[What you have to do]: Find every line in the records below that contains the word "statue", and copy each such line.

[Annotated photo localization data]:
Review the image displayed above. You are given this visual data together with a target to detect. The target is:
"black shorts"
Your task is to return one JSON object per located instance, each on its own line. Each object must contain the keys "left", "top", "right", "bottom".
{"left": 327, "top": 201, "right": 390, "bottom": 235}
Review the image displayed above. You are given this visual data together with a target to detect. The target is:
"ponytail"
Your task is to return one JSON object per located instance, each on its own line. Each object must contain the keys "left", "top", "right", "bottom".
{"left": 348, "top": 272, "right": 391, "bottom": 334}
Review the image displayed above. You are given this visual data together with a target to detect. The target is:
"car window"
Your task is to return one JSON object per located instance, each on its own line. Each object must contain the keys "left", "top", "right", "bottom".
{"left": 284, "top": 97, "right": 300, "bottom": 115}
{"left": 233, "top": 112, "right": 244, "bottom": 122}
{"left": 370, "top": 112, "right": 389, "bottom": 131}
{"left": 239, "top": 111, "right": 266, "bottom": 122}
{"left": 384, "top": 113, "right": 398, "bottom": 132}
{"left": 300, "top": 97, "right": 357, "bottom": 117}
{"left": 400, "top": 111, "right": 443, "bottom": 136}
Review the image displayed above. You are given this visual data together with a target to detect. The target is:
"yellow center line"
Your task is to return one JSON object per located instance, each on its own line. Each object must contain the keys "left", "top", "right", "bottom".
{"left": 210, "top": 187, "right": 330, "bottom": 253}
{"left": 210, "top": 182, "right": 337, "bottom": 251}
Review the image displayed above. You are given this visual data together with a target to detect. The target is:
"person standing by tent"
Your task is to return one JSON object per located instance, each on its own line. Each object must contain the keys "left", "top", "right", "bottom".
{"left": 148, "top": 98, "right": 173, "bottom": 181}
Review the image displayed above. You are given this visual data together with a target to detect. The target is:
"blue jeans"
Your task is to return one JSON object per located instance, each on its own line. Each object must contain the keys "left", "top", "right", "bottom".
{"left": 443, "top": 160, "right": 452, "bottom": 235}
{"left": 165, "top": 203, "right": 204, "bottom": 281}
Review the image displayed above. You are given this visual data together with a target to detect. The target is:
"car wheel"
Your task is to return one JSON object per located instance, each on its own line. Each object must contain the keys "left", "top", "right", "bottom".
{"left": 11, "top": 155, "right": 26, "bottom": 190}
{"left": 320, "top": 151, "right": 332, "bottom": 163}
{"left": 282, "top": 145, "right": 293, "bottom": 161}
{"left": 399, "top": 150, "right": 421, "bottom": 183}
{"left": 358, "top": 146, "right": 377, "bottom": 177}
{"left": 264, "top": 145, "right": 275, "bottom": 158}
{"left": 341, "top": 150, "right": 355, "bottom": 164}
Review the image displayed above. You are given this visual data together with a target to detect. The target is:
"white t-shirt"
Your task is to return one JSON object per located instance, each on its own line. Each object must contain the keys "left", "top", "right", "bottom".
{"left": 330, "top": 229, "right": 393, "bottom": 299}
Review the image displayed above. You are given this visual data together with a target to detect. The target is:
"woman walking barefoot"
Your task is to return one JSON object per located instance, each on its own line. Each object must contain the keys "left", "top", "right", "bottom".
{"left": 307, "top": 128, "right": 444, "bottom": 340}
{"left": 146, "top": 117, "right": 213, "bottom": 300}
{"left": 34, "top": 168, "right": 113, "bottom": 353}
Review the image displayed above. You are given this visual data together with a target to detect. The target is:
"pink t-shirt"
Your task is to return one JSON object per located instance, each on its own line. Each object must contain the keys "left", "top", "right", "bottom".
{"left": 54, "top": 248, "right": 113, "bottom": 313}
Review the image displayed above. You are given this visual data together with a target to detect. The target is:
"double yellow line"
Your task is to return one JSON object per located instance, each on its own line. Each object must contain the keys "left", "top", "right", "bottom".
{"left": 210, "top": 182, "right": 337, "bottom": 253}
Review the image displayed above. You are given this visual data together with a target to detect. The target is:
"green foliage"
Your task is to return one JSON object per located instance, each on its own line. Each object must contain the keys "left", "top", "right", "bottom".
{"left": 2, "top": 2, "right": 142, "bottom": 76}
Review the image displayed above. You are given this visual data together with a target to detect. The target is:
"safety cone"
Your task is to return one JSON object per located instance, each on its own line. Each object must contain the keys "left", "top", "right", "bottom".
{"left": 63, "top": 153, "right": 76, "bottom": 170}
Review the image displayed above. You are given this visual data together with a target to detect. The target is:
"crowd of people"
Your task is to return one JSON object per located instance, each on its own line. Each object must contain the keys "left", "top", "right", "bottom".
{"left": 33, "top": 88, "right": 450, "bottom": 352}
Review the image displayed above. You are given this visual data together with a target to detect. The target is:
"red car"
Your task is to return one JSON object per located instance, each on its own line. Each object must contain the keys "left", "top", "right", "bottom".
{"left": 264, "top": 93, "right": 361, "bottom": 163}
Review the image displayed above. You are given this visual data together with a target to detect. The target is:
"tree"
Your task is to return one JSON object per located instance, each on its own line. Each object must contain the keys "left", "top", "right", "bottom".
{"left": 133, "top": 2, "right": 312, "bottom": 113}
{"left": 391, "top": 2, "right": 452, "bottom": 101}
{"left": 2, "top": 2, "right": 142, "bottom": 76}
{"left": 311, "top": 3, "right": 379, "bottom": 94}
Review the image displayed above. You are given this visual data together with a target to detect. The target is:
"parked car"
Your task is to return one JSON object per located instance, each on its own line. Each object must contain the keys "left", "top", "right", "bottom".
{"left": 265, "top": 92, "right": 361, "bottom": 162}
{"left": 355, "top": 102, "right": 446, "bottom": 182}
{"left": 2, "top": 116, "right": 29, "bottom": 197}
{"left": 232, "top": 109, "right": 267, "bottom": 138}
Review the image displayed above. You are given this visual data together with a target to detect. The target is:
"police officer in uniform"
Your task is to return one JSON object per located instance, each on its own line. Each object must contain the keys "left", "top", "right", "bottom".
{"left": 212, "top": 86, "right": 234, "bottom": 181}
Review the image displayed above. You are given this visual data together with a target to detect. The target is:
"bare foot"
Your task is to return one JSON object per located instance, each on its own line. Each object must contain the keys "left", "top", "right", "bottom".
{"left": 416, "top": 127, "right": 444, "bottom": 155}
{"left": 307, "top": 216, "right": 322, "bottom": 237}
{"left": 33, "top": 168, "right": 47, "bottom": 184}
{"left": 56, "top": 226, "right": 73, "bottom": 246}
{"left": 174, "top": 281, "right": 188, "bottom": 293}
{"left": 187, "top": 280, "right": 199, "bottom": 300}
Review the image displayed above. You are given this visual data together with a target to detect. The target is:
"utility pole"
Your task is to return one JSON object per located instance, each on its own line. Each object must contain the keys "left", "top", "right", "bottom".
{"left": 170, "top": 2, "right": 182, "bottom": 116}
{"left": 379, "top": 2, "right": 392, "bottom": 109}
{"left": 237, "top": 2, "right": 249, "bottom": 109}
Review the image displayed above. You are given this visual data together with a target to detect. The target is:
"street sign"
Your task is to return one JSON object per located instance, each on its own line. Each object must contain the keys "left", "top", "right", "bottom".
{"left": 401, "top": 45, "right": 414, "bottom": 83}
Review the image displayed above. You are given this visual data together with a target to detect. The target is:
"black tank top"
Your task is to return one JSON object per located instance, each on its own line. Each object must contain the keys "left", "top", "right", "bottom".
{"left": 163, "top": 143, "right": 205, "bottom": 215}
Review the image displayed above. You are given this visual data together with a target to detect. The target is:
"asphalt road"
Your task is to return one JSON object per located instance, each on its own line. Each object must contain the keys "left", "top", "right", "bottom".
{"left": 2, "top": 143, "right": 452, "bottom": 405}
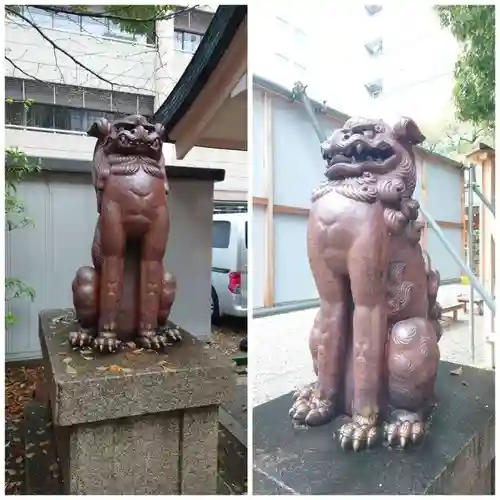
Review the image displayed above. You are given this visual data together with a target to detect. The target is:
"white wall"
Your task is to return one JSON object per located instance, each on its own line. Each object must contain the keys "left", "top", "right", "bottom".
{"left": 6, "top": 173, "right": 215, "bottom": 361}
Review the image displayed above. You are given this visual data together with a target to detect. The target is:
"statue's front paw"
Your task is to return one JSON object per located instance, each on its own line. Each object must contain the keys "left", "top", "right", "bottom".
{"left": 93, "top": 335, "right": 121, "bottom": 353}
{"left": 337, "top": 414, "right": 379, "bottom": 452}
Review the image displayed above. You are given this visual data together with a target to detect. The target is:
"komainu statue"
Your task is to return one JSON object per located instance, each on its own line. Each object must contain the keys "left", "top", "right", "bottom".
{"left": 289, "top": 117, "right": 443, "bottom": 451}
{"left": 70, "top": 115, "right": 181, "bottom": 353}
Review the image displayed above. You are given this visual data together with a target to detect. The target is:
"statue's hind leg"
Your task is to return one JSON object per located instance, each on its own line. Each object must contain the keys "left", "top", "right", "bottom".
{"left": 157, "top": 273, "right": 181, "bottom": 343}
{"left": 385, "top": 317, "right": 439, "bottom": 448}
{"left": 71, "top": 266, "right": 99, "bottom": 347}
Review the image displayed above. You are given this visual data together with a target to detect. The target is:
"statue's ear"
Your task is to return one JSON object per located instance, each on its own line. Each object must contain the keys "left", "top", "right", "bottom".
{"left": 155, "top": 122, "right": 167, "bottom": 142}
{"left": 393, "top": 117, "right": 426, "bottom": 145}
{"left": 87, "top": 117, "right": 111, "bottom": 139}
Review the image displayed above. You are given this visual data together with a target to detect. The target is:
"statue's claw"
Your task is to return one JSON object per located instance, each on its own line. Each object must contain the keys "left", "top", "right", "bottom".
{"left": 69, "top": 330, "right": 93, "bottom": 349}
{"left": 93, "top": 335, "right": 121, "bottom": 353}
{"left": 384, "top": 410, "right": 426, "bottom": 449}
{"left": 289, "top": 382, "right": 335, "bottom": 426}
{"left": 337, "top": 414, "right": 378, "bottom": 452}
{"left": 137, "top": 331, "right": 168, "bottom": 351}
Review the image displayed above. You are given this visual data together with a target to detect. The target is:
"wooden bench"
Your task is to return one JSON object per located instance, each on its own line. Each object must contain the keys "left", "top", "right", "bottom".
{"left": 457, "top": 294, "right": 485, "bottom": 316}
{"left": 441, "top": 303, "right": 466, "bottom": 321}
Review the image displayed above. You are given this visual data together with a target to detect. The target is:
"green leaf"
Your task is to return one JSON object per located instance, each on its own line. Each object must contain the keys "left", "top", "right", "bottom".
{"left": 435, "top": 5, "right": 494, "bottom": 129}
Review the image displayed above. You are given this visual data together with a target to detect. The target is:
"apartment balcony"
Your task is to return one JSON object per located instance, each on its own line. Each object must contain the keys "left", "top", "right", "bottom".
{"left": 5, "top": 126, "right": 95, "bottom": 162}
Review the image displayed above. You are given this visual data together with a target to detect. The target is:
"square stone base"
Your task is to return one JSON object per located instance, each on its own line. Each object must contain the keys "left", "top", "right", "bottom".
{"left": 40, "top": 309, "right": 235, "bottom": 494}
{"left": 253, "top": 362, "right": 495, "bottom": 495}
{"left": 55, "top": 406, "right": 218, "bottom": 494}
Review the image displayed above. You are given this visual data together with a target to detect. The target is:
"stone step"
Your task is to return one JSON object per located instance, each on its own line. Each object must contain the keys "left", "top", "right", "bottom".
{"left": 23, "top": 401, "right": 63, "bottom": 495}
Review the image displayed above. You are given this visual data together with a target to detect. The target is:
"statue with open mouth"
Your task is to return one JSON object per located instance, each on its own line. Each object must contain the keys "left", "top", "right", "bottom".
{"left": 289, "top": 117, "right": 443, "bottom": 451}
{"left": 69, "top": 114, "right": 181, "bottom": 353}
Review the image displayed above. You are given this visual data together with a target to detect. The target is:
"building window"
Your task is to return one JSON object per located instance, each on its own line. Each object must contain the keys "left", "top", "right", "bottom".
{"left": 5, "top": 101, "right": 135, "bottom": 133}
{"left": 365, "top": 37, "right": 383, "bottom": 57}
{"left": 174, "top": 30, "right": 203, "bottom": 53}
{"left": 365, "top": 5, "right": 383, "bottom": 16}
{"left": 21, "top": 6, "right": 155, "bottom": 45}
{"left": 365, "top": 79, "right": 383, "bottom": 98}
{"left": 5, "top": 79, "right": 155, "bottom": 134}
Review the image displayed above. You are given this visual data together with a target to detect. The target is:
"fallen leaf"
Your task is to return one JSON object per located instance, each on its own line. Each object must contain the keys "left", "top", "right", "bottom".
{"left": 126, "top": 342, "right": 137, "bottom": 349}
{"left": 36, "top": 430, "right": 45, "bottom": 435}
{"left": 39, "top": 440, "right": 50, "bottom": 447}
{"left": 96, "top": 366, "right": 107, "bottom": 372}
{"left": 462, "top": 381, "right": 469, "bottom": 386}
{"left": 132, "top": 349, "right": 144, "bottom": 354}
{"left": 26, "top": 453, "right": 35, "bottom": 459}
{"left": 122, "top": 368, "right": 134, "bottom": 373}
{"left": 14, "top": 481, "right": 22, "bottom": 487}
{"left": 42, "top": 449, "right": 47, "bottom": 455}
{"left": 81, "top": 355, "right": 94, "bottom": 361}
{"left": 5, "top": 441, "right": 10, "bottom": 447}
{"left": 6, "top": 469, "right": 16, "bottom": 476}
{"left": 25, "top": 443, "right": 35, "bottom": 451}
{"left": 49, "top": 463, "right": 58, "bottom": 472}
{"left": 450, "top": 366, "right": 463, "bottom": 376}
{"left": 108, "top": 364, "right": 123, "bottom": 372}
{"left": 62, "top": 357, "right": 72, "bottom": 364}
{"left": 66, "top": 364, "right": 77, "bottom": 375}
{"left": 15, "top": 457, "right": 23, "bottom": 464}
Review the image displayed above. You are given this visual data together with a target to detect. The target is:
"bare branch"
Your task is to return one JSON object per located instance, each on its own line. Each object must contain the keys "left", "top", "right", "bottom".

[Response]:
"statue's front paw"
"komainu statue"
"statue's hind leg"
"statue's ear"
"statue's claw"
"statue with open mouth"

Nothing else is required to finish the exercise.